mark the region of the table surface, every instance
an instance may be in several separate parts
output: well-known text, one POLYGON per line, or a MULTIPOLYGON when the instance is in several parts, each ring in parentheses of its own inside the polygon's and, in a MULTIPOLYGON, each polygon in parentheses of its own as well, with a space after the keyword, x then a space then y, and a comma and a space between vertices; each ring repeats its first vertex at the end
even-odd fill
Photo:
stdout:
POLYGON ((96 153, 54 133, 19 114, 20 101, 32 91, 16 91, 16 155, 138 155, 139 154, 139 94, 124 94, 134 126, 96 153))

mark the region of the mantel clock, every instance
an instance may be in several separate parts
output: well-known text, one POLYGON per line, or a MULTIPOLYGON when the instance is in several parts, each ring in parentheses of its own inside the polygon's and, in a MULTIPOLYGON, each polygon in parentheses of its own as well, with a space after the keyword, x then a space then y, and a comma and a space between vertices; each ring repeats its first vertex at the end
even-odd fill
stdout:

------

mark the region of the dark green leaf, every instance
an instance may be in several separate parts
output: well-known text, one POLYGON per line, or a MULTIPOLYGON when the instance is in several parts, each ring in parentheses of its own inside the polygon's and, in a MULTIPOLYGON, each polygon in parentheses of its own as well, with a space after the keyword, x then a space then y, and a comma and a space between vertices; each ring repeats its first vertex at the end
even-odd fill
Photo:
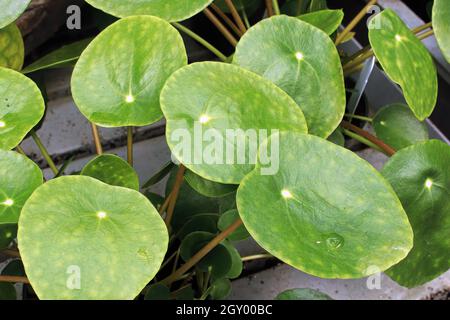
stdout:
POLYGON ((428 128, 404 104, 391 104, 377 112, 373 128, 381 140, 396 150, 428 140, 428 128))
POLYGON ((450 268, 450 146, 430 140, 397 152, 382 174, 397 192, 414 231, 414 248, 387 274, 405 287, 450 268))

------

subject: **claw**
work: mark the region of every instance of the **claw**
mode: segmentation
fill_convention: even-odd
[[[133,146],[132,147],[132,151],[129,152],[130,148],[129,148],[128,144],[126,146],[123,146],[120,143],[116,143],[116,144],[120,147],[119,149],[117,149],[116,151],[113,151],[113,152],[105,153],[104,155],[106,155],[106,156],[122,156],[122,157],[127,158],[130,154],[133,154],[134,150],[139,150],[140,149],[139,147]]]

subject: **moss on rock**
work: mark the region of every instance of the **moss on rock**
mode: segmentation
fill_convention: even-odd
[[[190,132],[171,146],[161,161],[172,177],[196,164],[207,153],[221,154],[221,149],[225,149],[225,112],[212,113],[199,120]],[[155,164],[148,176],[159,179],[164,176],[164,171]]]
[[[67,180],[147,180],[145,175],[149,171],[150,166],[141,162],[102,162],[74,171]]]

------

From the records above, copy every line that holds the word "mark".

ANSWER SPACE ::
mark the region of the table surface, every instance
mark the region of the mantel clock, every instance
mark the region of the dark green leaf, every instance
work: mark the region of every instance of the **claw**
work: mark the region of every instance of the **moss on rock**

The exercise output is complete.